London’s High Court on Tuesday examined the legality of a decision by the UK to renew sales of arms to Saudi Arabia that could be used in the war in Yemen.
The case has been brought by UK-based NGO, Campaign Against Arms Trade (CAAT), which accuses the government of contributing to breaches of international law and the world’s largest humanitarian disaster, which has claimed tens of thousands of lives.
The judicial review is expected to last until the end of the week.
Around 10 demonstrators stood outside the court Tuesday morning and hung a banner on the gates saying “Stop arming Saudi Arabia” and “Solidarity with Yemen”.
Riyadh has intervened militarily in Yemen since 2015, leading a regional coalition supporting pro-government forces opposed to the Iran-backed Houthi rebels.
Ben Jaffey, CAAT’s lawyer, told the court the UK government should have identified the coalition’s repeated bombings of civilians and other non-military targets as violations of international law, breaching rules on arms sales.
The NGO launched the legal challenge after Britain announced in summer 2020 it was resuming arms sales to Saudi Arabia, saying there was no clear risk that weapons would be used in a serious violation of international humanitarian law.
The UK government acknowledged there had been “small breaches”, but called these “isolated cases”, CAAT’s lawyer Jaffey said, describing this as “absurd”.

• Task brief
Write out everything in the arms-sales court report from "London’s High Court" down to "of the week.", word for word.

• Entries supplied
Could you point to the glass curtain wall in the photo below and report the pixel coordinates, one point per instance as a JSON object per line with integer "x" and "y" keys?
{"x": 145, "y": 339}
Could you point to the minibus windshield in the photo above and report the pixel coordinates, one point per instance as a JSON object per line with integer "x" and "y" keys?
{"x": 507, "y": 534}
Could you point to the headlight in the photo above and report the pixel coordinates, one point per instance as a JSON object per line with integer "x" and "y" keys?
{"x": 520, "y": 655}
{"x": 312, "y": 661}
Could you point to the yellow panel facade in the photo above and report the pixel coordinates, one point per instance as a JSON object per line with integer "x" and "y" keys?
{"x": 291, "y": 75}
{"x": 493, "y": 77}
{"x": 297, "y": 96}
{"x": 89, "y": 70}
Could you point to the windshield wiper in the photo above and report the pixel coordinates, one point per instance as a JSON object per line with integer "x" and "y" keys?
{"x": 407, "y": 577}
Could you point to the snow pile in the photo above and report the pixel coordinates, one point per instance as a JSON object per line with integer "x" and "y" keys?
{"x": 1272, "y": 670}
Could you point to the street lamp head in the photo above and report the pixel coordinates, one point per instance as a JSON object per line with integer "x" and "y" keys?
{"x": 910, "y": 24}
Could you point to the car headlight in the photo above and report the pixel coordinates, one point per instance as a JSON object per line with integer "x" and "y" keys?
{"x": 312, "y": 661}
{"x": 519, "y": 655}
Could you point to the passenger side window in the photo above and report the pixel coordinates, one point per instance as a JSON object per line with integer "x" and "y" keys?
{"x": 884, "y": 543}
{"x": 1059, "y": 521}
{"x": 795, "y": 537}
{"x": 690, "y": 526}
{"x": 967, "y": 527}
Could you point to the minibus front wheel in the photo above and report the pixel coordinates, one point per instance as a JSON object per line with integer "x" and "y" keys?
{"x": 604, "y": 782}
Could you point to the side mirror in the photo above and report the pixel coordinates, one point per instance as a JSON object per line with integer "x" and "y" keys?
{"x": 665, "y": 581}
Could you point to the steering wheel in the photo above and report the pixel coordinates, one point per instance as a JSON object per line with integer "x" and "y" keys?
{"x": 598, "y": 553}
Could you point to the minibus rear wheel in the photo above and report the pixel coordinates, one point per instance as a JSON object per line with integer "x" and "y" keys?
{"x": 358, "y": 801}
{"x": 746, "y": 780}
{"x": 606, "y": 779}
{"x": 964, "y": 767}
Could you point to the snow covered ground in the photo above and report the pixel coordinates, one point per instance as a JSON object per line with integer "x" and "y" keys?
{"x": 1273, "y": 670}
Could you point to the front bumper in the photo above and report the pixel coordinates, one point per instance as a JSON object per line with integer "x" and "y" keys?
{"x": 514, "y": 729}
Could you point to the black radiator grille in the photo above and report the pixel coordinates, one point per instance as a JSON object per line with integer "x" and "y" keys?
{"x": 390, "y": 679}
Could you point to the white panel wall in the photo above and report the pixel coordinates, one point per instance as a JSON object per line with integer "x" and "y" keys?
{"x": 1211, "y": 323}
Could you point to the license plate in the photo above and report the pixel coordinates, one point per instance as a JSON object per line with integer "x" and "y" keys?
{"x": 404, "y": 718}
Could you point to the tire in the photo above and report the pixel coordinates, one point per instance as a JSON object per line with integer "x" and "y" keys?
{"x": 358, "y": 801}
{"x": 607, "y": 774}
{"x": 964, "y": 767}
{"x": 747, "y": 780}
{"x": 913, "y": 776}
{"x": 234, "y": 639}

• Response
London’s High Court on Tuesday examined the legality of a decision by the UK to renew sales of arms to Saudi Arabia that could be used in the war in Yemen.
The case has been brought by UK-based NGO, Campaign Against Arms Trade (CAAT), which accuses the government of contributing to breaches of international law and the world’s largest humanitarian disaster, which has claimed tens of thousands of lives.
The judicial review is expected to last until the end of the week.